**COMPLETE THE FOLLOWING**:
1. How would you translate this sentence from the ride-share safety forum thread into Spanish: "Riders should have to provide a face shot similar to how drivers do."
2. According to the ride-share safety forum thread, what does Lyft link to in place of a rider picture?

(READING PASSAGE begins)

And that's why it's ridiculous Uber doesn't give you a picture of the rider. Lyft just links to FB profile picture which often isn't any better.


----------



## Kim Chi (Dec 10, 2014)

I guess under any circumstances you can only do the best to find words that can convince any rider like this to get out of you're car @ least. I am really lost for words. I hope that you are k.


----------



## Kim Chi (Dec 10, 2014)

IndyDriver said:


> And that's why it's ridiculous Uber doesn't give you a picture of the rider. Lyft just links to FB profile picture which often isn't any better.


But @ least lyft is giving you something. To use as a guideline.


----------



## Kim Chi (Dec 10, 2014)

UberHammer said:


> Uber will still get paid for the trip because Chris will never contest the fare or the charge to her credit card. Uber would not want to miss out on this revenue. Uber on.


Were there anyway this Chris was caught?


----------



## UberHammer (Dec 5, 2014)

Kim Chi said:


> I guess under any circumstances you can only do the best to find words that can convince any rider like this to get out of you're car @ least. I am really lost for words. I hope that you are k.


----------



## UberHammer (Dec 5, 2014)

Kim Chi said:


> Were there anyway this Chris was caught?


Caught?!?

She's dead.


----------



## IndyDriver (Nov 6, 2014)

Kim Chi said:


> But @ least lyft is giving you something. To use as a guideline.


It's definitely a start. Riders should have to provide a face shot similar to how drivers do. Then whenever a bad pic comes up, drivers could either take the ride and report after that rider must update pic. Or all drivers could just pass if it's not a face shot. But driver safety is the least of anyone's concern right now (except us).


----------



## Tx rides (Sep 15, 2014)

Realityshark said:


> Here's a better scenario that I've posted before:
> You pick up a ride in a decent part of town, You notice the name is Chris. He gets in and is not sure of the address and begins to give you turn by turn directions. As you enter the highway and head downtown, you are relived because you figure it will be a decent fare. You notice him playing with his cell phone in the rear view mirror as something in your gut just doesn't feel right. He looks both frightened and unstable. The ride continues for a good twenty minutes and suddenly he tells you to take the next exit. The sun has already set about an hour ago and the streetlights cast an eerie yellow glow down the empty streets in the old industrial part of town. You try to make small talk with Chris but you only get one word answers if any at all. You figure your fare is easily pushing $30.00 by now but you find yourself wishing it would end. Meanwhile Chris is looking through the text messages of the stolen phone belonging to the woman he had raped and murdered an hour before. He thought it was lucky that she had Uber installed as it made a perfect getaway. He began to get nervous about the GPS on the phone and the fact that you could easily identify him. He realized that the Uber software was keeping track of his getaway. He then begins thinking about how far he could travel in your Hybrid. He then instructs you to pull into the warehouse parking lot on the right. "This is where I work, you can let me off up here." You pull into the deserted parking lot...............Not to worry, Uber's safe rider fee they took from you will "have your back."

(READING PASSAGE ends)
(DATASET begins)

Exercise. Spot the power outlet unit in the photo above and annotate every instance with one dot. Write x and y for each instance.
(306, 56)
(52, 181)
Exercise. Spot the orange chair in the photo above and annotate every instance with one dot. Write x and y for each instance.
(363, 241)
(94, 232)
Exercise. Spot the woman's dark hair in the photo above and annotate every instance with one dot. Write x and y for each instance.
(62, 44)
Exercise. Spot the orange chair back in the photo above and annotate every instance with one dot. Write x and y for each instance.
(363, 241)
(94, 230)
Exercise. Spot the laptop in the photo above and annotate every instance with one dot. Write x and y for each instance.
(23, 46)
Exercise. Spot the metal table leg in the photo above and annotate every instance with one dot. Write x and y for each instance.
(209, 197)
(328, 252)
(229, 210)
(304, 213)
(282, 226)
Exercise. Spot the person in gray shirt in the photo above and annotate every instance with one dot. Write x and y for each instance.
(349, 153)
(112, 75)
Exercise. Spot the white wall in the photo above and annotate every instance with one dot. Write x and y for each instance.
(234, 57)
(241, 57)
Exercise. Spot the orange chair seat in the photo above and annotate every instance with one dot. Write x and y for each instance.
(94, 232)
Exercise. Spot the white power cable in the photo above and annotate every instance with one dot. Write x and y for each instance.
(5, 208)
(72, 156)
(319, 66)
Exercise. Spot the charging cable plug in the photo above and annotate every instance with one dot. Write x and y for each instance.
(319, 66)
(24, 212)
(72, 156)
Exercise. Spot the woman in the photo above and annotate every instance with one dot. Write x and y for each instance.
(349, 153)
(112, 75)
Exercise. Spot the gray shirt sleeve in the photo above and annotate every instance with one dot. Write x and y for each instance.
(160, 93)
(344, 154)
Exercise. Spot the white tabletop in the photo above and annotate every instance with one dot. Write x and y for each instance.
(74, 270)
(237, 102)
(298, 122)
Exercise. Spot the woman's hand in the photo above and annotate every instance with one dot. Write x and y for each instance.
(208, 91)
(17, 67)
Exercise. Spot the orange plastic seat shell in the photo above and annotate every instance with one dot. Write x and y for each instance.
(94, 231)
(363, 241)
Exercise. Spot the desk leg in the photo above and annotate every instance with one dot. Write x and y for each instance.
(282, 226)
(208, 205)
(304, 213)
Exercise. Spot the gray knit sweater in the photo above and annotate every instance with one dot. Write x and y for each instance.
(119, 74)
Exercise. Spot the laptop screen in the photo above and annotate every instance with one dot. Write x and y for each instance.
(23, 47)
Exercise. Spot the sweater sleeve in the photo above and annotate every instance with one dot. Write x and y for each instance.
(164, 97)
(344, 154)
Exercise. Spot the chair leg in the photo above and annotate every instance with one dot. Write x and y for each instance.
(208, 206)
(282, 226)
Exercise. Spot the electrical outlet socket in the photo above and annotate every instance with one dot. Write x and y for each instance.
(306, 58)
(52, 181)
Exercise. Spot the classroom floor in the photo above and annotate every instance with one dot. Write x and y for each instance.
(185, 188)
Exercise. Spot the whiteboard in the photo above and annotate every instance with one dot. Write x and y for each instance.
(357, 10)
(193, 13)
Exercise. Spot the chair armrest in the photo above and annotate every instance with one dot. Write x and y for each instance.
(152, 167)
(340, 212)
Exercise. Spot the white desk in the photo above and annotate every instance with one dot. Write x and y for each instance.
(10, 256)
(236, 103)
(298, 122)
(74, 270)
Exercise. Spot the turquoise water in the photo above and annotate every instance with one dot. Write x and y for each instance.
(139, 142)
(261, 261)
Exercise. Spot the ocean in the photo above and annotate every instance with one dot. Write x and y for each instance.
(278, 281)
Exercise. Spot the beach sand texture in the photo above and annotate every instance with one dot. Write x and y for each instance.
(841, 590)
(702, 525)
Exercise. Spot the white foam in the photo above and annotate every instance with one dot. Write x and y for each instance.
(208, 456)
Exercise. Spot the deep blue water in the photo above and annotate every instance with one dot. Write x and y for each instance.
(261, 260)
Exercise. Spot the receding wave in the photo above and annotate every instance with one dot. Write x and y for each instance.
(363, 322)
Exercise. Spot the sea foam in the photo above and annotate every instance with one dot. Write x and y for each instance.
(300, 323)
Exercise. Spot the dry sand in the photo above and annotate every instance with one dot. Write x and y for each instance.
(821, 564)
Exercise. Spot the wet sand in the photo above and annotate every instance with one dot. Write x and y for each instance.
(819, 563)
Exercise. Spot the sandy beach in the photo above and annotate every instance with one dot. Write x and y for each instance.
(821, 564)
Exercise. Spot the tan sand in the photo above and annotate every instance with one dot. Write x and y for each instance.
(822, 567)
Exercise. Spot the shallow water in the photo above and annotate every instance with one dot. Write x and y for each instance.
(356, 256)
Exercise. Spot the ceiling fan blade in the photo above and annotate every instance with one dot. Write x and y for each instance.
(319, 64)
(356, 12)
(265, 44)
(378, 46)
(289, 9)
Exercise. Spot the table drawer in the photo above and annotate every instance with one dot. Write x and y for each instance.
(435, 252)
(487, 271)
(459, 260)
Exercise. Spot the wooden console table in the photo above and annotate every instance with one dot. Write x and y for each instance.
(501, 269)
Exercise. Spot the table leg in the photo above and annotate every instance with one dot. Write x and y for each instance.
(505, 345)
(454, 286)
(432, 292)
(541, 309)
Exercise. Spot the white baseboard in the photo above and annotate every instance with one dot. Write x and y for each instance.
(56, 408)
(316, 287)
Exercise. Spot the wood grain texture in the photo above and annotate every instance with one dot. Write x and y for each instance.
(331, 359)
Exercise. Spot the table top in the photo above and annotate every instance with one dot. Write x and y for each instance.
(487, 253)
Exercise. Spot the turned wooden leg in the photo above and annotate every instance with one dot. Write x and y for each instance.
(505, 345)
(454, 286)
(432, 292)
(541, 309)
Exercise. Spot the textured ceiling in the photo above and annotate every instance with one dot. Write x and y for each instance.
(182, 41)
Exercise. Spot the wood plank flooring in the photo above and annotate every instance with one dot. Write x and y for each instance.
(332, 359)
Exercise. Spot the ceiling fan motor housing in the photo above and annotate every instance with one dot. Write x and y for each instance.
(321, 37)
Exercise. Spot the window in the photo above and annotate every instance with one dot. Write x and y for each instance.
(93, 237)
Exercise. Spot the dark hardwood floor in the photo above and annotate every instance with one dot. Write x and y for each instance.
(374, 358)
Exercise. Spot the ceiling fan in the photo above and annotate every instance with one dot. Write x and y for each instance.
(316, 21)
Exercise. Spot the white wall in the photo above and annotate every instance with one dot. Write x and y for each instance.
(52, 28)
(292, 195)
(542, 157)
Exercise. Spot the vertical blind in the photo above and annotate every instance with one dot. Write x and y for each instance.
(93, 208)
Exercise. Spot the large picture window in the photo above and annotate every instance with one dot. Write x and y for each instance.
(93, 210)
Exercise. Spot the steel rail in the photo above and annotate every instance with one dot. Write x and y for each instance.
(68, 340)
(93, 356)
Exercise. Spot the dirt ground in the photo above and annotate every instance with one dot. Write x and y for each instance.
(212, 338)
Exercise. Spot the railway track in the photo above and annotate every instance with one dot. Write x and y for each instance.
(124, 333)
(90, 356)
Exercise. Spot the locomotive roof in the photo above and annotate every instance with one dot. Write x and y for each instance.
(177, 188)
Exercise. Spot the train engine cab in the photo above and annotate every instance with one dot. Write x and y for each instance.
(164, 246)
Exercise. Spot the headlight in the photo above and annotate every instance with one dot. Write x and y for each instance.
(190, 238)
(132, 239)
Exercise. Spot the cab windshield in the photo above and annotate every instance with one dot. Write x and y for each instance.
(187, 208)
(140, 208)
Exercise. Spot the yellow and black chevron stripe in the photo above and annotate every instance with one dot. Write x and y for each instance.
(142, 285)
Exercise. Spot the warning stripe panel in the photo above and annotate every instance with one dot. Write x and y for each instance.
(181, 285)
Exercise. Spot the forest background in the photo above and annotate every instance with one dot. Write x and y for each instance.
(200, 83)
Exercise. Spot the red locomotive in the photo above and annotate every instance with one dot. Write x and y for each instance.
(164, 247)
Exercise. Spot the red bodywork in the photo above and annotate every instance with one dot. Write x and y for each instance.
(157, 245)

(DATASET ends)

**EXERCISE RESULTS**:
1. Los pasajeros deberían tener que proporcionar una foto de su rostro, de manera similar a como lo hacen los conductores.

2. The rider's FB profile picture.